* **Text under study**:

To break free, women sacriﬁce stability, and suffer even more for it
The inability to find safe, affordable housing is one reason so many women are forced to remain in abusive relationships. It’s a problem reinforced in “House to House, Shelter to Shelter: Experiences of Black Women Seeking Housing After Leaving Abusive Relationships,” a pilot study of the harrowing narratives of black mothers 21 to 40 years old living in emergency intimate partner violence shelters by Patty Wilson, PhD, RN, and Kathryn Laughon, PhD, RN.
Though intimate partner violence crosses cultural, socioeconomic, and educational lines, black women are more likely to die at the hands of their partners. Those who do leave their abusers often face multiple barriers in gaining their independence, the authors write, experiencing the loss of social and financial support, poor living conditions, shame and isolation, and mental health difficulties such as anxiety and depression.
The mothers in the study had all experienced a lifetime history of unstable housing, beginning in childhood and following them into adulthood. They also shared that they lived with their abusers not because they wanted to but because they felt there was no other option. One mother said, “I didn’t really like him … my back was up against the wall.”
The authors suggest that if questions about housing history aren’t asked during health screenings, problems could go unnoticed. “Understanding a more detailed housing history will give clinicians the opportunity to identify women who may be at greater risk of further housing instability.”

* **Task instructions**:
Retype the passage of the piece on housing for women leaving abusive partners, starting with "To break free, women" and going on through "Laughon, PhD, RN.".

* **Given records**:
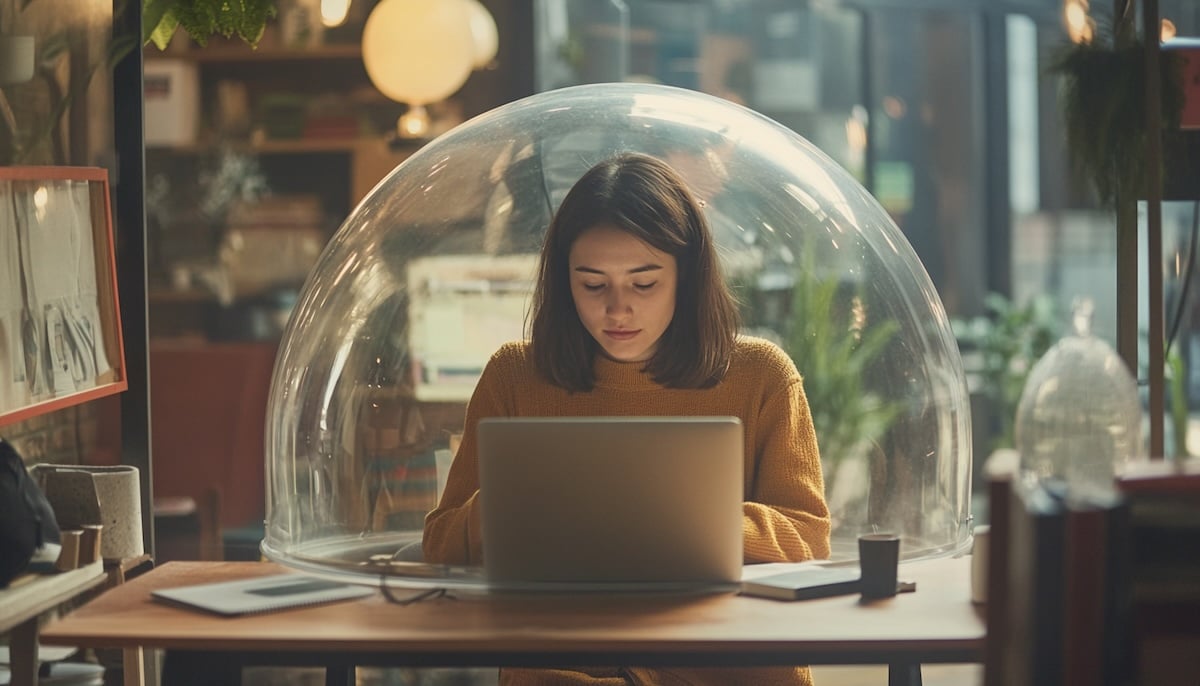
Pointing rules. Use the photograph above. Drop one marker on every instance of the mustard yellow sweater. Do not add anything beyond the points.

---

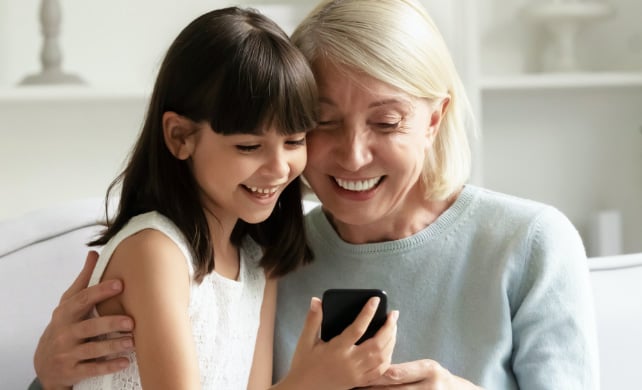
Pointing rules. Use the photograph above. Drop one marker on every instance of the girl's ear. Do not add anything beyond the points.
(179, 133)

==

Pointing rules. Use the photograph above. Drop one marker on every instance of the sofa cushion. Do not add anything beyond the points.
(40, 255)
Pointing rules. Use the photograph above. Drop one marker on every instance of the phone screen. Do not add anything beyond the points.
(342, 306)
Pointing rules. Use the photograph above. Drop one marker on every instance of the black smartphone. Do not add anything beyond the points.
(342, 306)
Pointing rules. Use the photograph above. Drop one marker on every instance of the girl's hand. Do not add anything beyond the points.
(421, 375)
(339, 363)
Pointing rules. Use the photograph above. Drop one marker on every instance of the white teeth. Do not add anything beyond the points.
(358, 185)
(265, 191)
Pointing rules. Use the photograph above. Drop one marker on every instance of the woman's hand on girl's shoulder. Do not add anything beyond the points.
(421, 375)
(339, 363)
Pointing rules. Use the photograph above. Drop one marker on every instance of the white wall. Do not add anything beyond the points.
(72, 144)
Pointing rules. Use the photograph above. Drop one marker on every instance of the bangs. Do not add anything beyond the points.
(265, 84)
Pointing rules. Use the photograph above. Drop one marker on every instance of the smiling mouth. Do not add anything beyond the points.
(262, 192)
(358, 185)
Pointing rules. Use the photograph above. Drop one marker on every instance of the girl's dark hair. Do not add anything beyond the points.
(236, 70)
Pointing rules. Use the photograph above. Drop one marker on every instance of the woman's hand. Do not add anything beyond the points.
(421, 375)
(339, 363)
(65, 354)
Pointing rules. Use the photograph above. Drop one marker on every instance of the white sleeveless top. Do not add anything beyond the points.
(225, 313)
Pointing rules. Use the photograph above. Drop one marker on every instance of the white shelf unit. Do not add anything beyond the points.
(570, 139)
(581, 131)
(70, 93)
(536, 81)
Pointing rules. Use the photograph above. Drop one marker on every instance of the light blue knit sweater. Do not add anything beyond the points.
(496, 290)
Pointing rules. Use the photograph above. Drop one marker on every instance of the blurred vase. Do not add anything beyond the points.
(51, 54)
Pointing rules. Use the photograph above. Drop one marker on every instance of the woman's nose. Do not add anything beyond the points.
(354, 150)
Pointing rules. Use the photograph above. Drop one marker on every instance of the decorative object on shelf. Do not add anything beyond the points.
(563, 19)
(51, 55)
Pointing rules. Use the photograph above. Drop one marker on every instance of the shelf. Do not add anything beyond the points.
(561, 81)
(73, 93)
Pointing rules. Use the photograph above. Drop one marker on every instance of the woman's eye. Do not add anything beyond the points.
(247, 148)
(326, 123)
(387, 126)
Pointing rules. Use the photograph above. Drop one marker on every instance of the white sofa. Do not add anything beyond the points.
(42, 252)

* **Completed task**:
To break free, women sacriﬁce stability, and suffer even more for it
The inability to find safe, affordable housing is one reason so many women are forced to remain in abusive relationships. It’s a problem reinforced in “House to House, Shelter to Shelter: Experiences of Black Women Seeking Housing After Leaving Abusive Relationships,” a pilot study of the harrowing narratives of black mothers 21 to 40 years old living in emergency intimate partner violence shelters by Patty Wilson, PhD, RN, and Kathryn Laughon, PhD, RN.